**GIVEN RECORDS**.
____________

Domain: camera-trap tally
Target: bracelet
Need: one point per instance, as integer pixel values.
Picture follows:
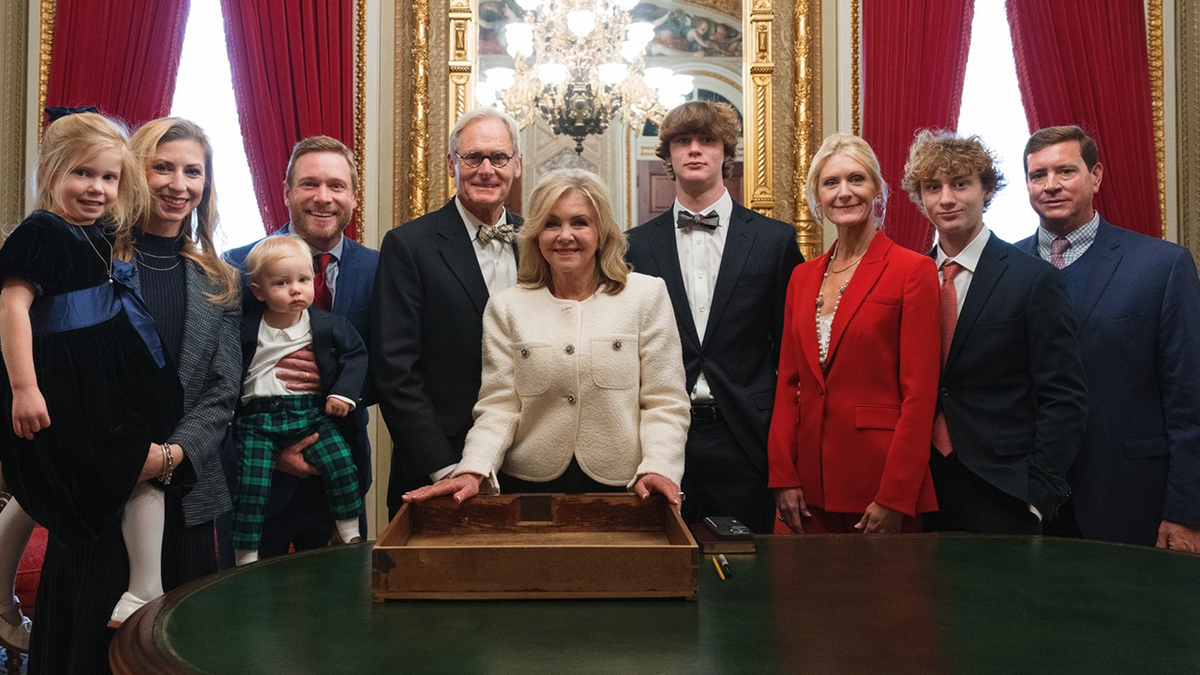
(168, 464)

____________

**INSTRUCTIONS FOR THE TASK**. The pictures are not wanted, but every line of the listing should be duplicated exactly.

**ANSWER SPACE**.
Domain: camera-trap tally
Target: bracelet
Need: one point per instance, as integer pixel values.
Picture follows:
(168, 464)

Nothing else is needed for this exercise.